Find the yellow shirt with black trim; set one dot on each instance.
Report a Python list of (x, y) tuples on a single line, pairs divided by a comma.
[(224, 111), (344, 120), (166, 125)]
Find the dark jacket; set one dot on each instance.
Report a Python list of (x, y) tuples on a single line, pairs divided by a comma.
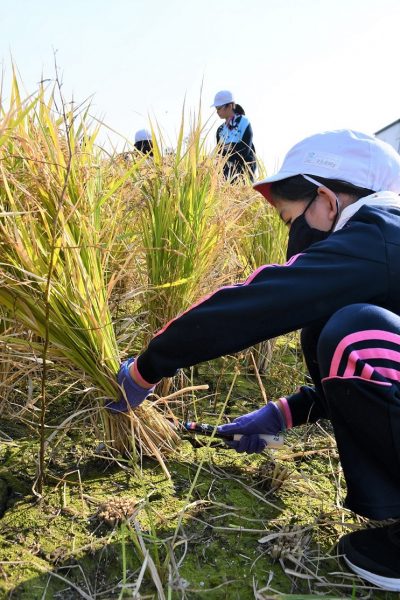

····················

About this exercise: Without including any picture, print all of the entries above exactly.

Written reply:
Find the yellow shirt with black trim; set one dot on each instance.
Report a Python list of (x, y) tuples on a single line, pairs divided by a comma.
[(224, 111), (344, 120), (166, 125)]
Find the dark jacket; set one dot on each instance.
Report a Python list of (x, y) tuples on a single line, pairs divided by a comma.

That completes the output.